■ **Extrait source**
Mar Mikael, c’est le quartier qui monte, qui monte : des loyers modérés réintègrent ce quartier, naguère périphérique, dans la géographie beyrouthine des loisirs, après Monnot, après Gemmayzé. Mêmes immeubles à dimension humaine, trois étages, patinés par la vie, l’histoire et le temps. Vieilles bâtisses qui n’ont pas honte d’afficher leurs rides et leurs cicatrices. Vieilles dames qu’on ne ravale pas à bout de bras. Les promoteurs n’ont pas encore sévi. Ça viendra.
Là une ferronnière, là une galerie d’art, là une trattoria décorée d’affiches de films italiens qui font ressurgir les « lancements » au Roxy : « il bastardo ! Sylvana Mangano ! Pedro Armandariss ! » La vita n’était pas dolce qu’en Italie.

■ **Liste des données**

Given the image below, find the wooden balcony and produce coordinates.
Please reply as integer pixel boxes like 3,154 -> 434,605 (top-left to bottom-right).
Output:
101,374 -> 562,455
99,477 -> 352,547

■ **Exercice proposé 1**
Répondez brièvement à ces questions sur l'extrait consacré à Mar Mikael.
(a) Quels quartiers Mar Mikael suit-il dans la géographie beyrouthine des loisirs ?
(b) Combien d'étages comptent les immeubles du quartier ?
(c) De quoi la trattoria est-elle décorée ?
■ **Exercice proposé 2**
D'après l'extrait sur Mar Mikael, qu'est-ce qui ramène ce quartier dans la géographie beyrouthine des loisirs ?
Aucune information de la liste n'est nécessaire pour répondre.

■ **Réponse complète 1**
(a) Monnot et Gemmayzé.
(b) Trois étages.
(c) D'affiches de films italiens.

■ **Réponse complète 2**
Ce sont des loyers modérés. Ils réintègrent dans la géographie beyrouthine des loisirs ce quartier naguère périphérique.